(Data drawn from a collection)
#####

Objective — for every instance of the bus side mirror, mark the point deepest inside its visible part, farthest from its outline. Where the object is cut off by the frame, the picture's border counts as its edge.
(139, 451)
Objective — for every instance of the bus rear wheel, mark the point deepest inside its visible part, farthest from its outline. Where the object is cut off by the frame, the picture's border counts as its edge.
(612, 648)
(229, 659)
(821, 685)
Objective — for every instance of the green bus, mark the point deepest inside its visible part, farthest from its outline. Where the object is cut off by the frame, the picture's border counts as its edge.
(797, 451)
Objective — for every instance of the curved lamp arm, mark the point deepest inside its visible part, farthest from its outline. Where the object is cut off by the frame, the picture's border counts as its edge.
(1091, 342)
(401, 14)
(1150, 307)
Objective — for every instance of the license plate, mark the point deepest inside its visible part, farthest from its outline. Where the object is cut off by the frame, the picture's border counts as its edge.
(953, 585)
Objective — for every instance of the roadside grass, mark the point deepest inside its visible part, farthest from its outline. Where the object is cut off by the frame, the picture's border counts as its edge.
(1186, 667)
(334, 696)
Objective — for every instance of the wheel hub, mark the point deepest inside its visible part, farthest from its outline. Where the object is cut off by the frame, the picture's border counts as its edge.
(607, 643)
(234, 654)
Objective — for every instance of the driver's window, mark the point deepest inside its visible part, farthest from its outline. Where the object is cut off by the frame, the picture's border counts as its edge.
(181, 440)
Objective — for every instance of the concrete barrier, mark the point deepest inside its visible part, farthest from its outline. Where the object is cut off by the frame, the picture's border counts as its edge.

#####

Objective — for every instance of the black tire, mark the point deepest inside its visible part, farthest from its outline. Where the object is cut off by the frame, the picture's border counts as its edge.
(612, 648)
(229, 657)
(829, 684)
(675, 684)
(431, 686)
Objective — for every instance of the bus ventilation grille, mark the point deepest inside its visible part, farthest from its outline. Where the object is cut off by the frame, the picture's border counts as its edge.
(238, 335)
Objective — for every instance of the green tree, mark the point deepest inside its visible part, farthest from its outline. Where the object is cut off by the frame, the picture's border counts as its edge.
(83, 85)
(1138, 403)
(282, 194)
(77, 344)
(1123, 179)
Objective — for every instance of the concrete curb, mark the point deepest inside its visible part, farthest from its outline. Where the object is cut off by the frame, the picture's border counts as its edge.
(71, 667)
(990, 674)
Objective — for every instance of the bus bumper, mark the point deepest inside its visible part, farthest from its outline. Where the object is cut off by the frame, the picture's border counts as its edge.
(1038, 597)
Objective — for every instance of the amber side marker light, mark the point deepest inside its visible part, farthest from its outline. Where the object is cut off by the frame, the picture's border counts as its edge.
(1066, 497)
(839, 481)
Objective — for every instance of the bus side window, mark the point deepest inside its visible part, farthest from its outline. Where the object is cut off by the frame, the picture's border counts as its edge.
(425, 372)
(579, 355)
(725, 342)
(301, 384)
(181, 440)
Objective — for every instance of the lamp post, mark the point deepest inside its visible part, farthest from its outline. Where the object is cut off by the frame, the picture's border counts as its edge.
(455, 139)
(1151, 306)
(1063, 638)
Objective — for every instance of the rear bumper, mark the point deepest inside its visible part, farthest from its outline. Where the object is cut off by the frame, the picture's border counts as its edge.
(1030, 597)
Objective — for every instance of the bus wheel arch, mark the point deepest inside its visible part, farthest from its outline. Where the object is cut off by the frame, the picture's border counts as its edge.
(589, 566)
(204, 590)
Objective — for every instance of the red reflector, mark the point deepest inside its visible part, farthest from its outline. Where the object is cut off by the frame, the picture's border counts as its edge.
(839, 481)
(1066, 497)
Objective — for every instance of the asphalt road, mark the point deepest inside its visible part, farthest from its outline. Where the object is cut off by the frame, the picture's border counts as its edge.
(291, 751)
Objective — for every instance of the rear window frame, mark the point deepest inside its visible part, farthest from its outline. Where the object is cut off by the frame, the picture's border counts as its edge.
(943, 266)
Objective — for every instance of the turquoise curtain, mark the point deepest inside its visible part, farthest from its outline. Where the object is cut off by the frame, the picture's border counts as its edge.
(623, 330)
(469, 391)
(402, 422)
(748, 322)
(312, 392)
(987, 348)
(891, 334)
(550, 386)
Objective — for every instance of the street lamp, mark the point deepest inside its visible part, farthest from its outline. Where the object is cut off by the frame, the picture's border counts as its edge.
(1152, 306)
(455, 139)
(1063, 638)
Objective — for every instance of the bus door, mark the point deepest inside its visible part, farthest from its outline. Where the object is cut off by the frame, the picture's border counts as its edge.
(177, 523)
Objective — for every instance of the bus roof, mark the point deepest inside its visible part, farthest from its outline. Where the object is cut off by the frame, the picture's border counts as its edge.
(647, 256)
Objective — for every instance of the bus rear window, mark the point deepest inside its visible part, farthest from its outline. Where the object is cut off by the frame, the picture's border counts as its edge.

#####

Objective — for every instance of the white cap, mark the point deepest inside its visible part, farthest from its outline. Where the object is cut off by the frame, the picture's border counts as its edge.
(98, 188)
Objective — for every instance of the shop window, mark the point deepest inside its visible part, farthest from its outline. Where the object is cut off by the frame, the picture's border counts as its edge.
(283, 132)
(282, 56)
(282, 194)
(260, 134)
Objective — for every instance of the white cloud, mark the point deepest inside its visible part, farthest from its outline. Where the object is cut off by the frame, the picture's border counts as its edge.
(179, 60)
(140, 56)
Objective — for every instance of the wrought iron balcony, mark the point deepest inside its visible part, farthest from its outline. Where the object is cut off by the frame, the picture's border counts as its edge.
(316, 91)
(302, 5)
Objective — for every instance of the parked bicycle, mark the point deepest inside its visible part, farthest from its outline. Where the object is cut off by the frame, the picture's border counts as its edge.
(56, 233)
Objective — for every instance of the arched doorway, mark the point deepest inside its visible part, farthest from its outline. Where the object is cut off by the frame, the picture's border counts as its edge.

#####

Exercise goal -
Retype everything from the line containing "Objective — for every instance of the bus ventilation" down to the line containing "(1123, 179)", both included, without any change.

Solution to this task -
Objective — for every instance of the bus ventilation grille, mark the point deepest inside its visible part, farthest from its outline. Where the object is cut off by the frame, the picture's border counts as its edge.
(238, 335)
Objective — for every instance of the green tree, mark the point deepest inside its visible part, farthest from its outline. Where the object is cut off by the frame, the picture's border counts as its edge.
(83, 85)
(1138, 403)
(282, 194)
(77, 344)
(1123, 179)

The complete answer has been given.